> **TASK INPUTS**
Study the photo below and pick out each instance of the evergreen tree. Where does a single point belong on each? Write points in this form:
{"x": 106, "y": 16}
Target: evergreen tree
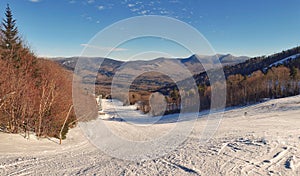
{"x": 10, "y": 39}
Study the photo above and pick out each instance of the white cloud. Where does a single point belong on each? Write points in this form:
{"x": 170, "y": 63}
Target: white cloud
{"x": 91, "y": 1}
{"x": 101, "y": 7}
{"x": 34, "y": 0}
{"x": 103, "y": 48}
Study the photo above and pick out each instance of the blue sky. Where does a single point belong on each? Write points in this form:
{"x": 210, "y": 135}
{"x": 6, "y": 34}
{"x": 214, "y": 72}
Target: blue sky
{"x": 239, "y": 27}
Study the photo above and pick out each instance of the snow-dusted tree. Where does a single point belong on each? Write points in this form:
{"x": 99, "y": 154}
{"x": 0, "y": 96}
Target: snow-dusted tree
{"x": 10, "y": 38}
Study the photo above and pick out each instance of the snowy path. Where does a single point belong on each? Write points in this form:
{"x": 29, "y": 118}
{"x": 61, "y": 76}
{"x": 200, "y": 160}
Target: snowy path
{"x": 265, "y": 142}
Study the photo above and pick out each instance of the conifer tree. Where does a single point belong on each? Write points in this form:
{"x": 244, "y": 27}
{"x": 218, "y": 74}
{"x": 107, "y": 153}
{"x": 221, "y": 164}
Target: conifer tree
{"x": 10, "y": 38}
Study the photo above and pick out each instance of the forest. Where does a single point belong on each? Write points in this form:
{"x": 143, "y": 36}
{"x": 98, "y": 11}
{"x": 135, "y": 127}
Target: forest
{"x": 35, "y": 94}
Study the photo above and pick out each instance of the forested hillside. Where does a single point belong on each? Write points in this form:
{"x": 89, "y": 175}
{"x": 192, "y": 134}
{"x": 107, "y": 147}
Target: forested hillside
{"x": 35, "y": 94}
{"x": 249, "y": 82}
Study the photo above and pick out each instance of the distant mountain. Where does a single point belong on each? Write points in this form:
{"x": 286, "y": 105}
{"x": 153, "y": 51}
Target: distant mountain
{"x": 156, "y": 73}
{"x": 289, "y": 58}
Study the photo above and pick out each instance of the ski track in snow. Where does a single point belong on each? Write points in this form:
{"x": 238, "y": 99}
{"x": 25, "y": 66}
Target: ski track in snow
{"x": 264, "y": 142}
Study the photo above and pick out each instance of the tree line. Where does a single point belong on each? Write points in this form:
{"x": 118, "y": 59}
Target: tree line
{"x": 35, "y": 94}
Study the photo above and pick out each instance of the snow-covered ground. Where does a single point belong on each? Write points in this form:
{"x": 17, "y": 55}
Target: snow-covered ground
{"x": 263, "y": 141}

> **WORK INSTRUCTIONS**
Output the lines from the one containing "of the forested" through the final line above as a JSON list of strings, with one string per line and blank lines left out.

> **RESPONSE TO THE TASK**
[
  "Study the photo above and pick out each instance of the forested hillside. Where does a single point belong on each? Write points in this form:",
  "{\"x\": 89, \"y\": 175}",
  "{\"x\": 192, \"y\": 134}",
  "{\"x\": 107, \"y\": 147}",
  "Target: forested hillside",
  "{\"x\": 35, \"y\": 94}",
  "{\"x\": 249, \"y\": 82}",
  "Study the photo above and pick out each instance of the distant mountain. Where does a single point belong on each? Write points in this form:",
  "{\"x\": 286, \"y\": 105}",
  "{\"x\": 153, \"y\": 51}",
  "Target: distant mountain",
  "{\"x\": 156, \"y\": 73}",
  "{\"x\": 289, \"y\": 58}",
  "Study the photo above and pick out each instance of the ski track in snow. Where does a single point belong on each? Write points in this form:",
  "{\"x\": 238, \"y\": 99}",
  "{\"x\": 25, \"y\": 66}",
  "Target: ski track in snow",
  "{\"x\": 264, \"y\": 142}",
  "Study the photo above and pick out each instance of the tree line. Where does a single point belong on each? Write points in this form:",
  "{\"x\": 118, \"y\": 59}",
  "Target: tree line",
  "{\"x\": 35, \"y\": 94}",
  "Study the photo above and pick out each instance of the snow-covered ground. Where does a single point belong on each? Write points in this form:",
  "{\"x\": 17, \"y\": 55}",
  "Target: snow-covered ground",
  "{\"x\": 263, \"y\": 141}"
]